_Description of the task_
Please pull out each line of the listing below that contains the word "white", copying those lines in full.

_Data for this exercise_
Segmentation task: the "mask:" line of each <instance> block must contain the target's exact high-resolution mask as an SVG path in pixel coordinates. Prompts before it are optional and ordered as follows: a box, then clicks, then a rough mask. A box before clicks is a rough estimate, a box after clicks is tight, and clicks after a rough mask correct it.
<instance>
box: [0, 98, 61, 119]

* * *

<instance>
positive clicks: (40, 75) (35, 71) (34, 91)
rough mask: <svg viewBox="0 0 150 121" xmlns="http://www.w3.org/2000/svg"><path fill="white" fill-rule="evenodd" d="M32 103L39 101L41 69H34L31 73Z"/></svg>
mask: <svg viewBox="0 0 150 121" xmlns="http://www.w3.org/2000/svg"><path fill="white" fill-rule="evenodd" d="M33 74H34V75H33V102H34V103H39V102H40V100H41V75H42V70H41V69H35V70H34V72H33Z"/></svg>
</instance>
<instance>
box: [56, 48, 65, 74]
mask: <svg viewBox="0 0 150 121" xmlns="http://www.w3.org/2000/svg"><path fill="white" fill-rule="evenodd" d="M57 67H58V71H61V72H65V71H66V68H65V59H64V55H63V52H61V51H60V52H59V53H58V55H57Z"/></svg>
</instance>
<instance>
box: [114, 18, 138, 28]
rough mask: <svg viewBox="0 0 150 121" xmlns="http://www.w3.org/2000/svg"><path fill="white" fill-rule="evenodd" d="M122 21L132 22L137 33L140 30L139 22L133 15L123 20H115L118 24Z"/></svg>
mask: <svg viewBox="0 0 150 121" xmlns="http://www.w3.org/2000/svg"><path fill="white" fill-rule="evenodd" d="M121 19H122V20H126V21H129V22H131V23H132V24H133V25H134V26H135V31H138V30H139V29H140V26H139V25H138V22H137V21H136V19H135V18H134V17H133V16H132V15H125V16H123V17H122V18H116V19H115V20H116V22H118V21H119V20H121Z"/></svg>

_Result of the exercise_
rough mask: <svg viewBox="0 0 150 121" xmlns="http://www.w3.org/2000/svg"><path fill="white" fill-rule="evenodd" d="M32 103L39 101L41 69H34L31 73Z"/></svg>
mask: <svg viewBox="0 0 150 121" xmlns="http://www.w3.org/2000/svg"><path fill="white" fill-rule="evenodd" d="M33 74H34V75H33V102H34V103H39V102H40V100H41V75H42V70H41V69H35V70H34V72H33Z"/></svg>
mask: <svg viewBox="0 0 150 121" xmlns="http://www.w3.org/2000/svg"><path fill="white" fill-rule="evenodd" d="M57 67H58V71H61V72H65V71H66V68H65V59H64V55H63V52H61V51H60V52H59V53H58V55H57Z"/></svg>
rough mask: <svg viewBox="0 0 150 121" xmlns="http://www.w3.org/2000/svg"><path fill="white" fill-rule="evenodd" d="M122 21L132 22L137 33L140 30L139 22L133 15L123 20H115L118 24Z"/></svg>
mask: <svg viewBox="0 0 150 121" xmlns="http://www.w3.org/2000/svg"><path fill="white" fill-rule="evenodd" d="M121 19H122V20H126V21H129V22H131V23H132V24H133V25H134V26H135V31H138V30H139V29H140V26H139V25H138V22H137V21H136V19H135V18H134V17H133V16H132V15H125V16H123V17H122V18H116V19H115V20H116V22H118V21H119V20H121Z"/></svg>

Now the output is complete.